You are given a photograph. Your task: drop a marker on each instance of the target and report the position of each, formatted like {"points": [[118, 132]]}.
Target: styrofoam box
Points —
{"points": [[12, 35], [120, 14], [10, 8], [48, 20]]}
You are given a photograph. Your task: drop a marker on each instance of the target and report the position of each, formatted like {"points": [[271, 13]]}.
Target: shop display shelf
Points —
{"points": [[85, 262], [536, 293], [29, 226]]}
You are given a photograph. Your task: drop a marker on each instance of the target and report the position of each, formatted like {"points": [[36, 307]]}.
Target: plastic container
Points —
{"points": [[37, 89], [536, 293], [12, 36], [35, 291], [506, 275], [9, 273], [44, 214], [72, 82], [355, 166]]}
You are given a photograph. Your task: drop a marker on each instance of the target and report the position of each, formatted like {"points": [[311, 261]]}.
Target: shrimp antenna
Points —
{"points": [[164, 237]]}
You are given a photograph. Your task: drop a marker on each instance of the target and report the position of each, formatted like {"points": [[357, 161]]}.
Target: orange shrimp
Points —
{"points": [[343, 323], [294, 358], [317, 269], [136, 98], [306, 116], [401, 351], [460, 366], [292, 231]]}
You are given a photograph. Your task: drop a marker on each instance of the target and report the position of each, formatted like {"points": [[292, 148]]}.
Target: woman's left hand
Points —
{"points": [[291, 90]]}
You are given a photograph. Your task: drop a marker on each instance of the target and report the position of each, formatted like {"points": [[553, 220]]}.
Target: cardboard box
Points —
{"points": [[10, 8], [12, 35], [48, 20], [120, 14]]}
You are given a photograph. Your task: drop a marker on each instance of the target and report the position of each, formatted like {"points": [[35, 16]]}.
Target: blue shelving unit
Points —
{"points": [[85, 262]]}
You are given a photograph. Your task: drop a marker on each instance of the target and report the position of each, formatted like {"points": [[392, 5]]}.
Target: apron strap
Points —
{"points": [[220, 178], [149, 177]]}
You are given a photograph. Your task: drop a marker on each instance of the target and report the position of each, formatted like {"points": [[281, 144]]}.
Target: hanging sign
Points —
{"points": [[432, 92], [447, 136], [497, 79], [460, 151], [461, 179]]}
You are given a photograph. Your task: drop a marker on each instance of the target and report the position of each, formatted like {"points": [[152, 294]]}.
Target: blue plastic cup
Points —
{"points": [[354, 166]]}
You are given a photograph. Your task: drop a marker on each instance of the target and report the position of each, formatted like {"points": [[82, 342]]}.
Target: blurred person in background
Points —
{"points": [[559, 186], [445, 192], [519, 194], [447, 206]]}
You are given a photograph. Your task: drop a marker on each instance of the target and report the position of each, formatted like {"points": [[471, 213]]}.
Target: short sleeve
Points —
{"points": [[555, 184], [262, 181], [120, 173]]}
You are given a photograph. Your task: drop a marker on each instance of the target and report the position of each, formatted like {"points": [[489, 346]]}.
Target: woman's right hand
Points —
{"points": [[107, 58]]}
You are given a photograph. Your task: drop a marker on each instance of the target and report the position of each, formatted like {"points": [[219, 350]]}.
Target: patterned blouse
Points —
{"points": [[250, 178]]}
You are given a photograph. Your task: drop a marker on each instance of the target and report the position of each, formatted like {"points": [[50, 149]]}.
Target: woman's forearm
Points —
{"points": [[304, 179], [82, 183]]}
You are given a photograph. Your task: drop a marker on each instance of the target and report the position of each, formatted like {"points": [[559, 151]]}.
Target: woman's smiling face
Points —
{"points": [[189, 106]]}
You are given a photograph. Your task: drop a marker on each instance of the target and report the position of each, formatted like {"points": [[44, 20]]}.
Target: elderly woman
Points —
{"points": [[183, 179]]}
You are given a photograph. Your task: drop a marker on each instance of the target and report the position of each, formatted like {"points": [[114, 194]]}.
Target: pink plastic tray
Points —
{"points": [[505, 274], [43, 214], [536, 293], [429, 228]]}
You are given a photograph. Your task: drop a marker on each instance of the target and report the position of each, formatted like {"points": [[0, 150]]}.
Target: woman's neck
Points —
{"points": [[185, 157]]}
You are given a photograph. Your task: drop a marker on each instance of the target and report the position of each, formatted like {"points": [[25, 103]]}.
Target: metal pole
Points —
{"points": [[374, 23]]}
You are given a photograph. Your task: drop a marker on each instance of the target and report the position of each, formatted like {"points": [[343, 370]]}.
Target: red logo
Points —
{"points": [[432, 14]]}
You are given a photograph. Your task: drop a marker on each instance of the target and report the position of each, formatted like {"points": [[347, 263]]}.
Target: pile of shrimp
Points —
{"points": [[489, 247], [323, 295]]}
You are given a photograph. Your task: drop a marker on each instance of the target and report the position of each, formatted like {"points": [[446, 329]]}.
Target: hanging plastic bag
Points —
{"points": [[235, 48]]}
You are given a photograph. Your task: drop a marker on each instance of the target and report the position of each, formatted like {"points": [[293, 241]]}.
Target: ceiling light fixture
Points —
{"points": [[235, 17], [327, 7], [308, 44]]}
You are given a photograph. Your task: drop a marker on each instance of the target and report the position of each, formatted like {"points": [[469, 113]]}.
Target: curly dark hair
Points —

•••••

Return all lines in the data that include the word "shrimp".

Target: shrimp antenna
Target: orange shrimp
Target: pile of shrimp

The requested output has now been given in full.